- **OPDRACHT**:
Schrijf de tekst over de verhittingsrollen hieronder volledig en woord voor woord over.

- **LEESTEKST**:
..........

Elke cylinder 22, 22', 221' is bevestigd aan een thermokoppel 28, dat in staat is om de gehele rol aan het buitenoppervlak daarvan te verhitten. De hoeveelheid warmte, welke wordt toegevoerd is tevens voldoende om de flens van de bekers te verhitten, welke uit polypropeen of andere complexe kunststofmaterialen kunnen zijn vervaardigd, die bij middelmatige temperaturen niet voldoende deformeerbaar zijn.
Zoals blijkt uit fig. 3, zijn de hartlijnen van de rollen bij deze stellen symmetrisch gelegen en wel op een afstand van elkaar, die kan worden ingesteld door middel van heugelregulators 32 en op een zodanige wijze, dat de drie stapels bekers 21 zijn gecentreerd. De rotatie van de verhittingscylinders 22, 22', 22'' veroorzaakt, dat de gehele beker om zijn eigen longitudinale hartlijn roteert, zodat het kontaktpunt tussen de schroefdraden van de drie rollen en de flens 35 van de beker continu verandert, en derhalve de gehele flens tegen de tijd, dat de beker de schroef zonder eind verlaat, is verhit.

..........

- **VERMELDE RECORDS**:
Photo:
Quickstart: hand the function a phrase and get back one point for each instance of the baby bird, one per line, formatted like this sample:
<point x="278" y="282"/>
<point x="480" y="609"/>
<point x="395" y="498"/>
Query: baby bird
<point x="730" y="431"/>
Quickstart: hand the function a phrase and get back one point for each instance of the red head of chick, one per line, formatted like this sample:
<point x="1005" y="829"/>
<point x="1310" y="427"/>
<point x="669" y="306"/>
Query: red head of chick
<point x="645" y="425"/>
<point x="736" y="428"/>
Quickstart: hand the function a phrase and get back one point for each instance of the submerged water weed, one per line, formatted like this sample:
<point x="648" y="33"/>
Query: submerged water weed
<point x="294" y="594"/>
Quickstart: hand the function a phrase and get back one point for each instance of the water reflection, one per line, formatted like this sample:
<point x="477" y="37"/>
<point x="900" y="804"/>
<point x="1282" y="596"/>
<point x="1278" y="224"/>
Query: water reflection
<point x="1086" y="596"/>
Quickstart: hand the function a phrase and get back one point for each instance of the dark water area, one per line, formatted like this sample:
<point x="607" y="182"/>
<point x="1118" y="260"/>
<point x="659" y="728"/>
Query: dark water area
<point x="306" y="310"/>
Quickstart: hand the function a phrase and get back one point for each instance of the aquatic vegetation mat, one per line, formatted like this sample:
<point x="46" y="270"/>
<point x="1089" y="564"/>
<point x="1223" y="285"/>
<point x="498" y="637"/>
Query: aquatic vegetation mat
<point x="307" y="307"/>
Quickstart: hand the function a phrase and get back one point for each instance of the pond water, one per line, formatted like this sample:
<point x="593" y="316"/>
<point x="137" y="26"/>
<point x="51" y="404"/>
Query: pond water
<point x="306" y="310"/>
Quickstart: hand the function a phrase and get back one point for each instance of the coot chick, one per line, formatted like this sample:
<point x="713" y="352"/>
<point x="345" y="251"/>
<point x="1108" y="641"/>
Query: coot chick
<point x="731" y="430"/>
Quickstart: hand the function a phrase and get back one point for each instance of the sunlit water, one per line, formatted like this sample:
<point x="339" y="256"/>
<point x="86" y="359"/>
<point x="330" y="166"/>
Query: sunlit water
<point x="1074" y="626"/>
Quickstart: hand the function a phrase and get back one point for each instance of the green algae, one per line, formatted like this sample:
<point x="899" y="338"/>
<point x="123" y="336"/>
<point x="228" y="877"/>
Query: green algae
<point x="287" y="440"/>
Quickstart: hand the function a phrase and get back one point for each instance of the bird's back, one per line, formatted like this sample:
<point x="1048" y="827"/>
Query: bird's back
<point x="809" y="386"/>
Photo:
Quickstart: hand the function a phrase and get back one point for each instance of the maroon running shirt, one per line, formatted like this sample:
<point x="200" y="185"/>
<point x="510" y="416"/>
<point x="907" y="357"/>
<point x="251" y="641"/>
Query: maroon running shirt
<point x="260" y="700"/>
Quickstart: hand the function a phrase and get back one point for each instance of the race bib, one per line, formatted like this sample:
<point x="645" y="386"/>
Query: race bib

..........

- **ANTWOORD**:
Elke cylinder 22, 22', 221' is bevestigd aan een thermokoppel 28, dat in staat is om de gehele rol aan het buitenoppervlak daarvan te verhitten. De hoeveelheid warmte, welke wordt toegevoerd is tevens voldoende om de flens van de bekers te verhitten, welke uit polypropeen of andere complexe kunststofmaterialen kunnen zijn vervaardigd, die bij middelmatige temperaturen niet voldoende deformeerbaar zijn.
Zoals blijkt uit fig. 3, zijn de hartlijnen van de rollen bij deze stellen symmetrisch gelegen en wel op een afstand van elkaar, die kan worden ingesteld door middel van heugelregulators 32 en op een zodanige wijze, dat de drie stapels bekers 21 zijn gecentreerd. De rotatie van de verhittingscylinders 22, 22', 22'' veroorzaakt, dat de gehele beker om zijn eigen longitudinale hartlijn roteert, zodat het kontaktpunt tussen de schroefdraden van de drie rollen en de flens 35 van de beker continu verandert, en derhalve de gehele flens tegen de tijd, dat de beker de schroef zonder eind verlaat, is verhit.